- WHAT TO DO: Look below for the line that has "Report one point per instance of the green". Set down the lines from there through the line that has "Target: green tree", exactly as written.

- RECORDS PROVIDED:
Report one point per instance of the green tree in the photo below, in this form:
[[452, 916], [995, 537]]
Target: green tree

--

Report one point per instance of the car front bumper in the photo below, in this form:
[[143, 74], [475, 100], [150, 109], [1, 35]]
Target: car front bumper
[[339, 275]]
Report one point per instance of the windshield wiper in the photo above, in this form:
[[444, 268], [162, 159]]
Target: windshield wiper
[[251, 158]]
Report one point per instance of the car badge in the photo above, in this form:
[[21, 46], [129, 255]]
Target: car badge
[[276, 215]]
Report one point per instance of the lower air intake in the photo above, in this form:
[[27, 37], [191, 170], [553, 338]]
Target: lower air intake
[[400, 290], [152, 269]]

- ANSWER BOX:
Report one point per instance of the green tree in the photo below, in this form:
[[452, 916], [995, 537]]
Target: green tree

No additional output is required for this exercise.